What to produce: Using the study excerpt below, decide whether each statement agrees with it: (a) The correction for measurement offset was applied only to x-values. (b) Some trials were excluded because the corrected midline deviated from the true midline by more than 25% of the total screen width. (c) Without midline correction, the likelihood of looking at the face that was eventually selected was 61%. Answer yes or no for each, and quote the words from the study excerpt that decide it.

Document excerpt:
╭──
Preregistered analyses

As previous studies that used online webcam-based eye-tracking lost many participants because they did not pass the initial validation phase, we used an alternative approach in which we manipulated the data after they had been collected, rather than excluding participants who had a too large offset. We extracted gaze position during the tailing 80% of each central fixation period at the beginning of each trial and estimated the measurement bias for that given trial. To account for the offset, the estimated bias was then added to the midline and area of interest (AOI) bounds of that trial (see Fig. 2). For instance, if we found an offset of 50 px to the right of the fixation cross, we would shift the midline and bounds of the AOIs 50 px to the right. As this experiment was limited to a left–right distinction, we applied this correction only for x-values. On average, the midline was corrected for 119 px to either direction (median = 97 px, min = 0 px, max = 480 px). Our confirmatory analyses are based on the midline corrected data. For a comparison between the raw data and the midline corrected data, see our non-preregistered analyses.

Based on our preregistered exclusion criteria, no trials were excluded due to a deviation of the corrected midline of more than 25% of the total screen width from the true midline; no trials were excluded because the standard deviation of the corrected midline was larger than 25% of the screen width; 12% of the measurement points were excluded because they fell outside any of the specified AOIs, and 16% of the trials because the response time was below 0.5 s or above 30 s.

Contrary to what we described in the preregistration, we decided that a t-test was ultimately a more appropriate test for this study than a binomial test. We did also run all analyses as described in the preregistration, from which the same conclusions were drawn. These analyses can be found at https://osf.io/kwnxc. The results revealed that the likelihood of looking at the face that was eventually selected as more attractive by the participant during the 100 ms leading up to the decision was 62% (as compared to the 50% chance level). A one-sided one-sample t-test revealed that this rate was significantly larger than chance, t(135) = 7.58, p < .001, d = 0.65, 95% CI [0.62; ∞]. Additionally, a Bayesian one-sample t-test with the default Cauchy scale of 0.707 showed that the data were 3.10 × 10⁹ times more likely under the alternative model in which participants looked more at the eventually chosen face than under the null model of no difference in viewing proportion. This cascade effect is also shown in Fig. 3, which demonstrates a steady increase in viewing proportion over time, and resembles the overall trend reported by Shimojo et al. (2003), although smaller in magnitude (the original study reported an 83% likelihood of looking at the selected face in the 100 ms leading up to the decision).

Non-preregistered analyses

Midline correction

In the raw data, 7% of the measurement points fell outside of any of the AOIs. In the midline corrected data, 5% of the measurement points fell outside of any of the AOIs. This indicates that we captured slightly more measurement points when adjusting for the offset. When we reran the analyses without the midline correction, we found a 61% likelihood of looking at the face that was eventually selected (compared to 62% with midline correction). This proportion was also significantly higher than chance level, t(134) = 7.84, p < .001, d = 0.67, 95% CI [0.65; ∞]. A Bayesian one-sided one-sample t-test showed that the data were 1.19 × 10¹⁰ times more likely under the alternative model than under the null model.

Study 2: Novelty preference

The second effect we replicated was the novelty preference effect. This effect refers to the finding that people are more likely to attend to new stimuli than to stimuli they have already seen. This effect is typically demonstrated with the visual paired-comparison task and has been shown by Crutcher et al. (2009), among others.
╰──
Record excerpts:
╭──
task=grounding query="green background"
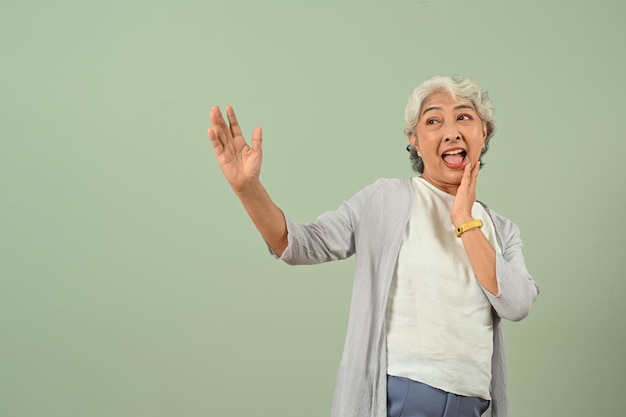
[0,0,626,417]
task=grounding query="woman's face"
[409,92,487,194]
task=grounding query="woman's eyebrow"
[422,104,476,115]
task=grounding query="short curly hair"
[404,75,496,174]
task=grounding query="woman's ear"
[407,131,421,156]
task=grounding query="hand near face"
[450,161,480,226]
[208,106,263,192]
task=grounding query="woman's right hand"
[208,106,263,192]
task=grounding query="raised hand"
[208,106,263,192]
[450,161,480,226]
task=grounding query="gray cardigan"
[280,178,539,417]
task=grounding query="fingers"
[209,106,230,146]
[207,128,224,155]
[226,106,243,136]
[252,127,263,153]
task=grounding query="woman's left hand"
[450,161,480,227]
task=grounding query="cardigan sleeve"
[270,190,363,265]
[485,212,539,321]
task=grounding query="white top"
[386,178,501,399]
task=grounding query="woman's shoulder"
[480,201,519,240]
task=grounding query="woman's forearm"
[461,228,498,295]
[234,180,287,256]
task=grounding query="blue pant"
[387,375,489,417]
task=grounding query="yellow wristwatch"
[456,219,483,237]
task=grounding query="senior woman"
[208,76,539,417]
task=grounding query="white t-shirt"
[386,178,501,399]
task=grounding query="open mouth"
[441,148,467,169]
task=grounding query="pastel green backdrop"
[0,0,626,417]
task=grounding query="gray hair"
[404,75,496,174]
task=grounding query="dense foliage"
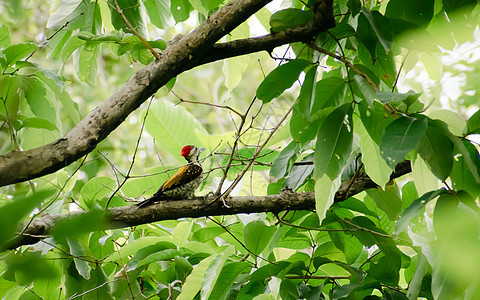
[0,0,480,299]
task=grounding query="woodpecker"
[137,145,205,207]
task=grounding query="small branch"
[171,90,243,117]
[308,43,378,92]
[111,0,160,60]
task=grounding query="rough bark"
[0,0,334,186]
[8,161,411,249]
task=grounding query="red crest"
[180,146,192,157]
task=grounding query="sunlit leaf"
[257,59,310,103]
[315,103,353,180]
[243,221,276,254]
[380,116,428,168]
[270,8,313,32]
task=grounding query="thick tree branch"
[8,161,411,249]
[0,0,333,186]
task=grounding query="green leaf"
[467,109,480,134]
[67,238,90,280]
[0,25,12,49]
[210,261,252,300]
[280,278,298,299]
[358,101,393,145]
[370,256,401,286]
[61,36,86,63]
[357,8,393,54]
[283,154,315,191]
[22,76,57,121]
[315,103,353,179]
[172,222,193,247]
[83,266,114,300]
[395,188,447,233]
[143,0,170,28]
[347,0,362,16]
[47,0,82,30]
[108,0,148,38]
[243,221,276,254]
[270,141,301,179]
[315,175,341,222]
[201,246,235,299]
[380,116,428,168]
[126,241,177,271]
[145,99,206,163]
[0,191,53,251]
[450,140,480,198]
[52,210,108,240]
[311,77,347,112]
[367,187,402,221]
[21,118,57,130]
[294,66,317,122]
[270,8,313,32]
[257,59,310,103]
[385,0,435,30]
[0,75,22,123]
[170,0,193,23]
[354,116,392,186]
[78,42,101,86]
[3,43,38,68]
[418,120,453,181]
[105,236,175,263]
[337,197,377,217]
[353,74,375,106]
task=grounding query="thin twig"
[207,217,278,265]
[105,96,153,209]
[170,90,242,117]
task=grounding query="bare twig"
[111,0,160,60]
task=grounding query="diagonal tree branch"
[0,0,334,186]
[8,161,411,249]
╰──
Solution for this task:
(a) Yes: "we applied this correction only for x-values."
(b) No: "no trials were excluded due to a deviation of the corrected midline of more than 25% of the total screen width from the true midline"
(c) Yes: "we found a 61% likelihood of looking at the face that was eventually selected"